> **Given request 1**
In the blog post about letters, what makes the lack of rules the great thing about those letters? Explain in one to three sentences.
> **Given request 2**
Decide whether each statement agrees with the blog post about letters. Answer yes or no for each, and quote the deciding words from the post. (a) The writer had met all of the overseas pen friends. (b) The box of received letters is kept at the writer's parents' place. (c) Some of the letters included lyrics from REM.
> **Given request 3**
Carry on the blog post about letters from the point where it stops.

> **Page excerpt**
Sunday, February 23, 2014

Letters I've written

Now, this is going to make me sound really old, but in my day we didn't have facebook or email or skype - we just wrote one another letters... lots and lots of letters. During my teenage years, I corresponded with friends in other cities, love interests, boyfriends, mentors, pen friends overseas who I'd never met, and school friends who I saw every day. It was the way we expressed ourselves, and how we connected.

There is a box at my parents' place full of letters that I received, and cherished. This little box of treasures provides a glimpse into the 1980's teenage experience, expressed through the people I was communicating with. There are tentative reflections in french on a memorable night, angsty post-break up letters complete with lyrics from REM, tales of road trips and overseas travel accompanied by photos, drawings and mixed tapes, queries about life's purpose, declarations of love, and secrets shared that I have never disclosed. Boy-crazy letters and girl-crazy letters. Letters on pretty paper, neat paper, and on the back of recycled paper. Letters that followed ruled lines, and others that whirled across the page in a spiral. That was the great thing about those letters - there were no rules, and each person's style of writing and choice about the packaging said as much about them as the words they wrote.

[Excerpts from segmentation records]

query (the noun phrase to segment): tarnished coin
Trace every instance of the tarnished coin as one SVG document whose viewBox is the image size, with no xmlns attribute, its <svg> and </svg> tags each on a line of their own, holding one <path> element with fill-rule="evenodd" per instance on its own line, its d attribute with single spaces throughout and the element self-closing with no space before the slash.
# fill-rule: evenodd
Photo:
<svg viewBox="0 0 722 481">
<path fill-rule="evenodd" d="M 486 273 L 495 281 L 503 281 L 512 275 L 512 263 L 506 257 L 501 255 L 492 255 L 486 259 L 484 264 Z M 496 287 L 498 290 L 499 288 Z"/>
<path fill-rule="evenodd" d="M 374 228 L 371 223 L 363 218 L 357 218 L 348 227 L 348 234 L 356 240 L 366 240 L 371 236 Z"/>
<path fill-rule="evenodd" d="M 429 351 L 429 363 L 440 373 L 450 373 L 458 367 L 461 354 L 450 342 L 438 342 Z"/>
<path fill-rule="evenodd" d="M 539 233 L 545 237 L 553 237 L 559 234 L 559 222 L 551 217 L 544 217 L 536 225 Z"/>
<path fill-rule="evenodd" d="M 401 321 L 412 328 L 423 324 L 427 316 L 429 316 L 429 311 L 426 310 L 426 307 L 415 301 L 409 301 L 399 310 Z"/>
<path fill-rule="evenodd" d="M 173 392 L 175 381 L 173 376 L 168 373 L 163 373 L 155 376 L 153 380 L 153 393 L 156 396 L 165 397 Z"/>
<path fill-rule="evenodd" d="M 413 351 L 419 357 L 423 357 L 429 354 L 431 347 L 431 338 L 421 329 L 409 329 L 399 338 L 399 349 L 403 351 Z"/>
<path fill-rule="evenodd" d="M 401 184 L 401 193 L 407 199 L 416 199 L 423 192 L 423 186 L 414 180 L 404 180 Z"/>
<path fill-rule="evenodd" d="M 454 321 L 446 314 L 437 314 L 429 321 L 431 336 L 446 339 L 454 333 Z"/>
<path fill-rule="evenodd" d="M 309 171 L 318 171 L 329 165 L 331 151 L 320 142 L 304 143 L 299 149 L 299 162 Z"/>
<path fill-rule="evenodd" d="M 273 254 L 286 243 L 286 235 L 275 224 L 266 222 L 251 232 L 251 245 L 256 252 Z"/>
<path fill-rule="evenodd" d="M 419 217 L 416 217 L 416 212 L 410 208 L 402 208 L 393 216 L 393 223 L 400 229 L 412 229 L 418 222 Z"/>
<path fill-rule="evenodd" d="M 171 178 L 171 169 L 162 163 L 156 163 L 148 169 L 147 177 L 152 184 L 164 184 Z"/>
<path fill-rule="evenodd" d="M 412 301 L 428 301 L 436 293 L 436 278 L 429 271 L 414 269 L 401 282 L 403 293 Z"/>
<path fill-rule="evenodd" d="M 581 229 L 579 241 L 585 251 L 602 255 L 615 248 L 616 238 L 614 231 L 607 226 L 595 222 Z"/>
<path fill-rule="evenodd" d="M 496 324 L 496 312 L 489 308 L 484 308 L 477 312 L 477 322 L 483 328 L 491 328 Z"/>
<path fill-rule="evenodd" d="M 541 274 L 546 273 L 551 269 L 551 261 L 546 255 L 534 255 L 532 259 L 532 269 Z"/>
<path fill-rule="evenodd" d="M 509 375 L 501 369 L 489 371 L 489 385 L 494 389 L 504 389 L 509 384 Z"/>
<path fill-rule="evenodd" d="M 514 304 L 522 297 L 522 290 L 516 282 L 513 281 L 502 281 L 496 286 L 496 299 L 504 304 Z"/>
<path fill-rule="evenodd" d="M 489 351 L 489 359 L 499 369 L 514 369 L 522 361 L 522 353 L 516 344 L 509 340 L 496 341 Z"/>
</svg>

> **Output 1**
There were no rules, so each person's style of writing and choice of packaging revealed as much about them as the words they wrote.

> **Output 2**
(a) No: "pen friends overseas who I'd never met"
(b) Yes: "There is a box at my parents' place full of letters that I received"
(c) Yes: "angsty post-break up letters complete with lyrics from REM"

> **Output 3**
While I hold some of the letters written to me, those I wrote are scattered around the world. I have since wondered who kept them, what they meant to the recipients, what I was saying back then, and where they will end up. After my grandfather died, and we were methodically and painstakingly going through his possessions, I stumbled upon a Valentine's Day card Grandma had written him early on in their marriage, when she was not much older than I was at the height of my letter writing era. I felt like an intruder into a time and intimacy that I hadn't been privy to before. I guess that's what happens with letters - sometimes they outlive those who cherished them.

After my friend David died, Lisa told me she had some of the letters I had written him over the years and that I could have them back if I wanted. He had kept them for over a decade. For those years since he died, I didn't feel ready to read them, perhaps scared to discover myself there - raw in black and white. What if I wasn't how I remember, or I don't like that girl? But one day I will read them, and like a voyeur again, I will be transported back into the experience of my 21 year old self, a girl who might seem as distant from my "today" self as the newly-wed woman was to my Grandmother. But that's the thing with letters...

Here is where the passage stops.